§ Work item
Restate each record below word for word, skipping images.

§ Dataset records
+-------+

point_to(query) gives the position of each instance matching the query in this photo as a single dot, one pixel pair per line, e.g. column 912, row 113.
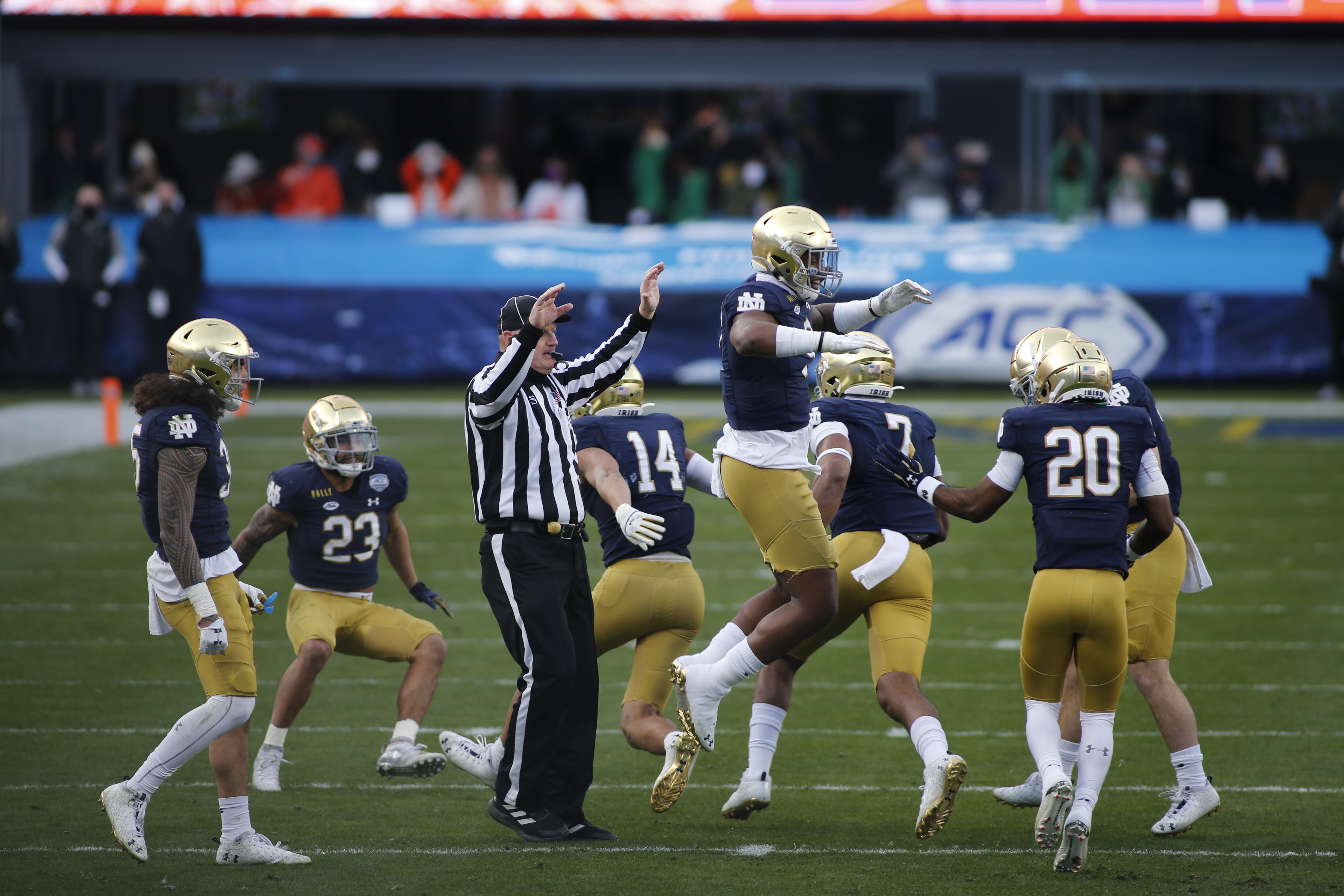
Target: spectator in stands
column 974, row 186
column 310, row 187
column 920, row 171
column 1073, row 175
column 556, row 195
column 1273, row 187
column 242, row 190
column 169, row 271
column 85, row 256
column 487, row 191
column 431, row 175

+-------+

§ Response below
point_to(query) gives the position of each instance matching the query in this photo as a single dot, one pixel pair per line, e.g. column 912, row 113.
Target: spectator in stands
column 974, row 186
column 310, row 187
column 920, row 171
column 1073, row 175
column 556, row 195
column 1273, row 187
column 242, row 190
column 169, row 271
column 85, row 256
column 487, row 191
column 431, row 175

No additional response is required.